- **Data to examine**:
☆ ☆ ☆ ☆ ☆ ☆ ☆

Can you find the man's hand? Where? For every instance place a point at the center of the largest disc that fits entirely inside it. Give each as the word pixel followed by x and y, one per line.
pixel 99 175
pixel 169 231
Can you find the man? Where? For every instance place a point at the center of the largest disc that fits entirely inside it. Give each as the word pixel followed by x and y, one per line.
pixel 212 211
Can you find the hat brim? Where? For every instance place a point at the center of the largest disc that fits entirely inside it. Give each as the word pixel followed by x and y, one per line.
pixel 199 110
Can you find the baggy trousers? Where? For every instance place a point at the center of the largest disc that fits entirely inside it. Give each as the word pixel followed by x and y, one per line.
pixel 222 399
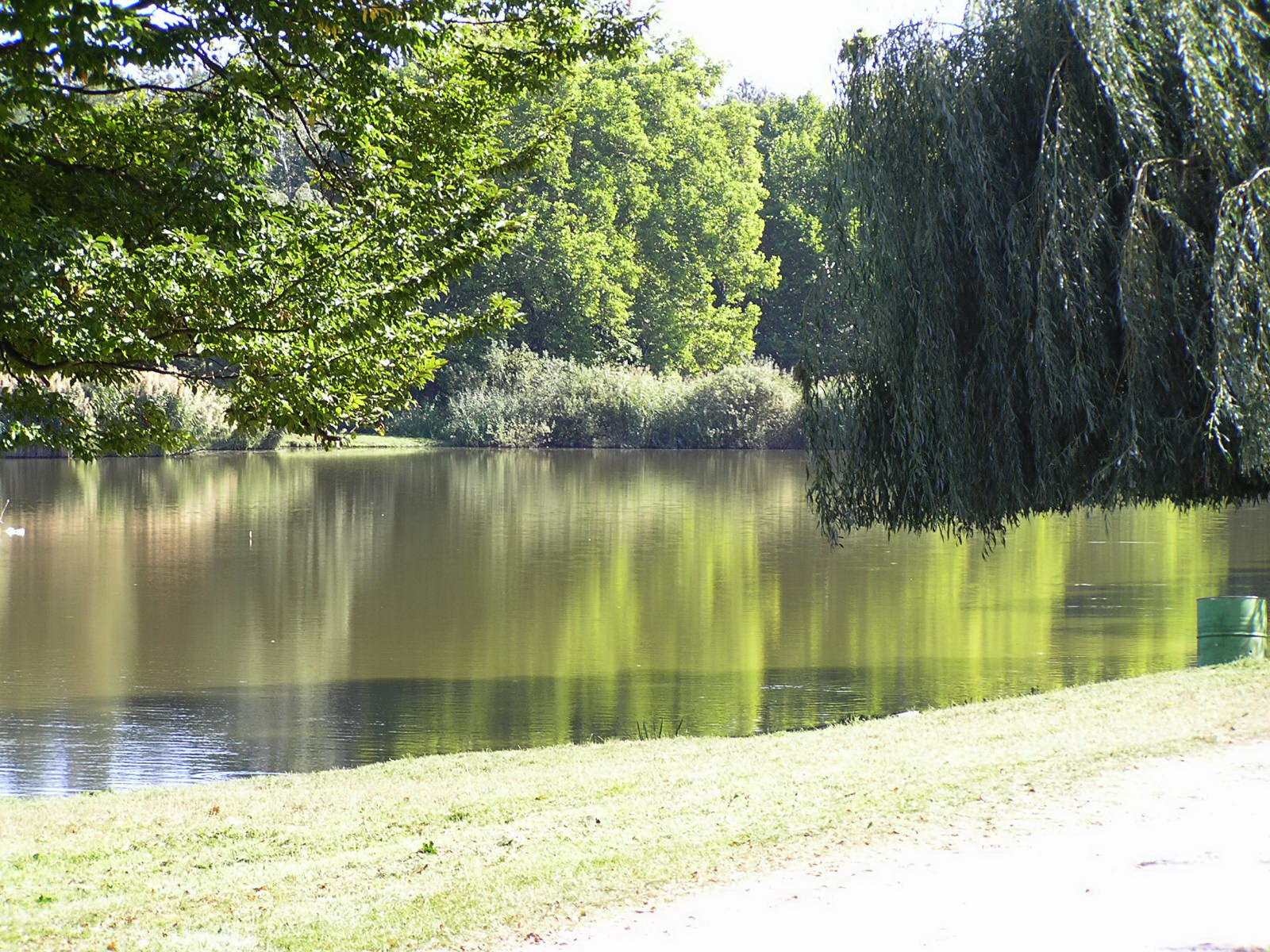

☆ ☆ ☆ ☆ ☆ ☆ ☆

- **What is required**:
Skip every image and output the remaining records exactly.

- **Problem solution**:
Can you find the man's hand? Where? For every instance place a point at the center of the largest disc that fits entirely inside it. Give each as the word pixel followed by x and y, one per line.
pixel 99 175
pixel 169 231
Can you find the man? Where? For every instance place a point at the center of the largest disc that fits entirely inside it. Give each as the word pixel followed by x and y, one per line.
pixel 212 211
Can you find the hat brim? Where? For every instance place a point at the center of the largest disc that fits entirely inside it. Give each as the word pixel followed by x and y, one per line.
pixel 199 110
Can you find the baggy trousers? Where? For every instance place a point at the center of the largest disc that fits entirely inside it. Give each as the word pixel followed by x and y, one per line.
pixel 222 399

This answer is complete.